THE EXERCISE - Leave out the pictures and transcribe the rest of the records exactly.

##### PROVIDED ENTRIES #####

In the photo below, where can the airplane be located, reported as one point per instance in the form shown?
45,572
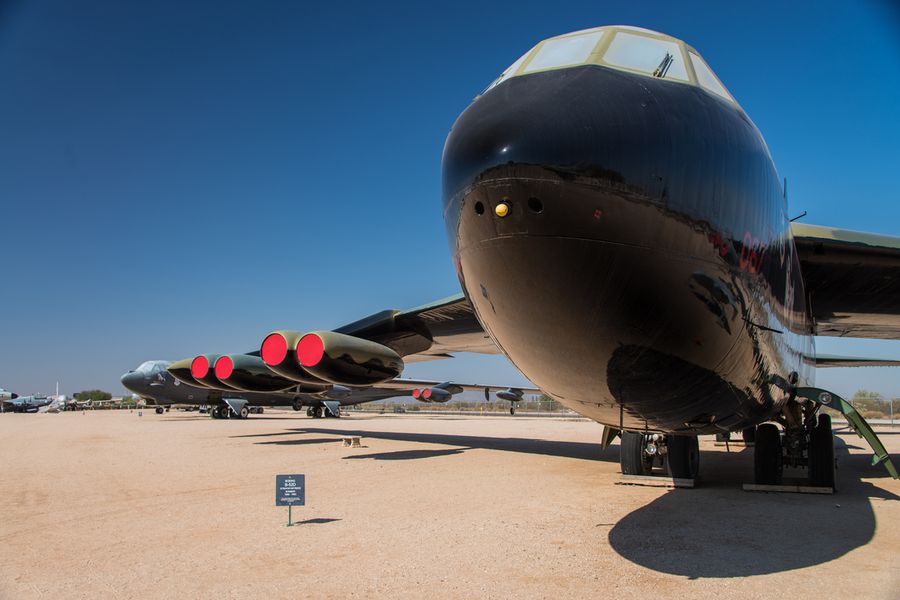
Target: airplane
152,381
621,234
27,403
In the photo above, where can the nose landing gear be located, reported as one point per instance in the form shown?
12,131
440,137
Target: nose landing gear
679,455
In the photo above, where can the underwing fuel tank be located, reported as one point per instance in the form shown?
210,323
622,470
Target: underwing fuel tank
347,360
432,395
249,374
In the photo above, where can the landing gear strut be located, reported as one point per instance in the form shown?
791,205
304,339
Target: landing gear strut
767,455
640,452
821,453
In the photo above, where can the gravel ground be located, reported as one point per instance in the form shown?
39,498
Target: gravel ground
108,504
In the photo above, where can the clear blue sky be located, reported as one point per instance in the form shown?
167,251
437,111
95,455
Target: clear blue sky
183,177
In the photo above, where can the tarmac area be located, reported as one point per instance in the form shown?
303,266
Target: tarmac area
107,504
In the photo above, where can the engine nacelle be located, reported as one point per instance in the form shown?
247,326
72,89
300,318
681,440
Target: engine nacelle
249,373
347,360
432,395
279,354
197,372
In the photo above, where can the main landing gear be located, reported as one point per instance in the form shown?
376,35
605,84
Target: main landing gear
320,412
679,455
807,439
808,443
223,411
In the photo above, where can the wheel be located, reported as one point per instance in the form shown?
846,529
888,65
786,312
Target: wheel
767,462
632,458
682,456
821,454
749,435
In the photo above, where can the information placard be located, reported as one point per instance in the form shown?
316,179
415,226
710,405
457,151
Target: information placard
290,490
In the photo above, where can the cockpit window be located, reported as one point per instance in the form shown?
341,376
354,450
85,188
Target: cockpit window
633,49
706,78
149,367
561,52
660,58
510,71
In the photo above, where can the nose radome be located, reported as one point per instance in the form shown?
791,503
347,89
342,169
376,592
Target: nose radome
132,380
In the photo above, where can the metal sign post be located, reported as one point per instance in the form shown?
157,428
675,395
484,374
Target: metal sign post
290,490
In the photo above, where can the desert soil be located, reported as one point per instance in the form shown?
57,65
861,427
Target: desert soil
109,504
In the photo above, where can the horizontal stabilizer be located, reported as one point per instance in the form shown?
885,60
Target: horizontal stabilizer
834,360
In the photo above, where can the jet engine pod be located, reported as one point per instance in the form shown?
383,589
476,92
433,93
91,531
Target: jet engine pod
279,354
249,374
347,360
181,370
435,395
203,373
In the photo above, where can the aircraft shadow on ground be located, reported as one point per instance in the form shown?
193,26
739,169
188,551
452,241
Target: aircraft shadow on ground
317,521
718,530
715,530
579,450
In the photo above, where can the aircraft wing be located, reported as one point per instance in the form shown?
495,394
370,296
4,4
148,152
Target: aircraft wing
852,279
428,332
454,387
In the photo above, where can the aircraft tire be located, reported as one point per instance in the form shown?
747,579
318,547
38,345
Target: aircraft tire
632,458
821,454
683,456
749,435
767,461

#####

EXERCISE ANSWER -
In the photo below, where can the airplane be located, reported as one point per instance in the form shown?
45,572
Target: airplane
152,381
621,234
27,403
In the photo above, where can the nose landing gear be located, reported as one point per instance in the form shown?
12,131
440,137
Target: nose landing gear
679,455
In the photo above, where can the underwing fuel tank be located, reported as one point per instance in the form shown?
210,323
622,470
Target: underwing fuel tank
347,360
432,395
249,374
In the photo above, where can the landing gear strut be located, reported as one point per instance in the form shown?
791,205
304,339
Target: landing gear strut
767,455
640,452
821,453
In the photo above, where can the gravel ground be located, reported as one point per instance in the form shown?
39,498
Target: gravel ground
108,504
In the photo above, where can the clear blue sky be located, reported as one point per instance in the form shown?
167,251
437,111
95,455
Target: clear blue sky
183,177
In the photo above, where can the tarmac area be located, reported as one point per instance in the form shown?
303,266
Target: tarmac area
107,504
In the photo above, where can the engine nacelle be located, reported as one point per instance in the form shown?
247,326
72,89
300,318
681,440
Target: engine nacelle
249,373
347,360
432,395
279,354
197,372
In the photo above, where can the main landing gear be located, reported as one point per instance in the form shown?
376,35
605,84
Target: main landing gear
320,412
679,455
807,439
808,443
223,411
In the photo above, where can the wheel be located, reported as one point per instance in the form shown?
846,529
888,65
786,312
Target: wheel
767,462
632,458
682,456
821,454
749,435
In the photo above, where can the information placard be located, reported as one point per instance in the form shown?
316,179
415,226
710,405
457,151
Target: information placard
290,490
In the photo above, where can the cockpit window be located, reported as one point per instance in the form shown?
341,376
354,450
85,188
Target: cockpit window
633,49
706,78
149,367
561,52
660,58
510,71
In the photo above, where can the nose radome be located, reported as one point per instance in the form shown?
791,503
347,89
342,169
376,592
Target: nose radome
132,380
In the photo above, where can the metal sign post be located, reported as one point per instance in the form shown?
157,428
675,395
484,374
Target: metal sign post
290,490
In the photo above, where can the desert soil be located, reported as one point per instance in the form shown?
57,65
861,427
Target: desert soil
109,504
In the photo above, where can the horizontal stabilizer be located, reported as one point per instance in the form shown?
885,60
Target: horizontal stabilizer
834,360
In the photo above, where can the jet engine pod be located, reported as one point per instance in the form shown?
383,589
476,92
433,93
91,531
Target: jet engine pod
279,354
249,374
347,360
181,370
435,395
203,373
In the photo above, where can the aircraft shadow on ground be located, reported as one point per instance in the form shown?
193,26
739,169
188,551
452,241
Target: aircraft shadow on ground
317,521
718,530
715,530
579,450
In the photo above, where can the aircraft wing be located, reported as one point per instance in the form shown?
495,394
370,296
4,4
148,152
Target: aircraft wing
852,279
428,332
454,387
In the photo above, where can the aircraft tire be located, reported as one point per instance in the form shown?
747,579
318,547
38,345
Target: aircraft tire
632,458
821,454
683,456
749,435
767,461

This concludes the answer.